_GIVEN PROBLEM 1_: For the bridal shop story, decide whether each statement agrees with the text, answering yes or no with the deciding words quoted exactly: (a) The writer is 5'5" tall. (b) The shop sold five of the gowns that evening. (c) The writer liked the dress as soon as she saw it on the wall.
_GIVEN PROBLEM 2_:
Please answer these questions from the bridal shop story:
(a) What job did the shop owner offer the writer?
(b) Whose closet does the writer say the skirt seemed to come from?
(c) How tall was the bride who bought one of the dresses?
_GIVEN PROBLEM 3_: Rewrite everything from "One dress was" down to "sold it to her." in the bridal shop story, replacing "seamstress" with "tailor".

Tuesday, April 15, 2008
Diplomacy and Dresses
From Shirley Jump: Shirley Hailstock is a great friend and a great author. Read on for a hilarious account of bridal dress story...and another great release from Shirley H.!
We all have other lives. In one of mine, I wanted to own a bridal shop. I had so much fun planning my own wedding, I thought it would be great to have that feeling all the time. I mentioned this to the owner of the shop where I bought my gown. As luck would have it, she was in the market to sell. To find out if I really wanted to do this, she offered me a part time job.
And I got an education!
I could tell you stories about mothers of the groom who don’t like the bride, mothers of the bride who don’t like the groom, of tears in the eyes of mothers and grandmothers when they saw their daughters or granddaughters dressed in those gorgeous white gowns, even of boyfriends who couldn’t keep their hands to themselves when they saw their girlfriends in the prom gowns.
But those will have to wait for another time.
I want to tell you the story of the wedding I wanted to attend so badly I could almost taste the wedding cake. It started with a fashion show. I’m 5'5" tall. This doesn’t mean I’m a very tall person. It’s an average height, but the most significant thing about my height is that I rarely, very rarely need to hem anything. I can pull anything off the rack and if it fits in the right places, the length is never an issue. Because of this, the owner of the wedding shop asked me to be a model in a fashion show she was doing. Fashion shows bring in business and she was also showing me the ropes of how to attract clientele.
I came into the shop one evening to try on the gowns I was to model. Hanging against the wall was one of the ugliest dresses I’d ever seen. It had those horizontal tucks like you see draped on funeral home curtains. The skirt billowed out as if it had been taken straight out of Scarlett O’Hara’s closet. And I was to wear it.
“I don’t like it,” I said.
“Try it on,” the owner tells me. “It looks completely different on a person.” You can tell she was a salesperson. And diplomatic. This would come in handy later in the story.
I do as she tells me and go into the dressing room. When I come out and see myself in the mirror, I am transformed. The dress is gorgeous. All thoughts of funeral home curtains fall away and what I see are folds of light fabric that make every bride beautiful. We sold five of those gowns that evening, just because I was wearing it when the bride walked through the door.
But here’s the rub.
And this is the reason I wanted to attend this particular wedding.
One dress was sold to a bride who couldn’t be more than 4'11". I looked like a tower next to her. We all tried to be good sales people and let her know that the dress would look terrible on her. Of course, we used arguments like, “because of the way it’s made, the alternations will cost more than the gown.” Diplomacy, remember.
“It doesn’t come in petite. There are many other dresses that are similar that come in petite. Let me show them to you.”
She wouldn’t have it.
The seamstress came out to let her know she would have to virtually re-make the dress. But the bride had made up her mind. She wanted that dress and no other one would do. So we sold it to her.

_DATA SEGMENT_:
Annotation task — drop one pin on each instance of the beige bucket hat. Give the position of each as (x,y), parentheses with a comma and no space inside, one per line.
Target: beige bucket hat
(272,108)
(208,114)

_FULL RESPONSE 1_:
(a) Yes: "I’m 5'5" tall."
(b) Yes: "We sold five of those gowns that evening"
(c) No: "Hanging against the wall was one of the ugliest dresses I’d ever seen."

_FULL RESPONSE 2_:
(a) A part time job.
(b) Scarlett O’Hara’s.
(c) No more than 4'11".

_FULL RESPONSE 3_:
One dress was sold to a bride who couldn’t be more than 4'11". I looked like a tower next to her. We all tried to be good sales people and let her know that the dress would look terrible on her. Of course, we used arguments like, “because of the way it’s made, the alternations will cost more than the gown.” Diplomacy, remember.
“It doesn’t come in petite. There are many other dresses that are similar that come in petite. Let me show them to you.”
She wouldn’t have it.
The tailor came out to let her know she would have to virtually re-make the dress. But the bride had made up her mind. She wanted that dress and no other one would do. So we sold it to her.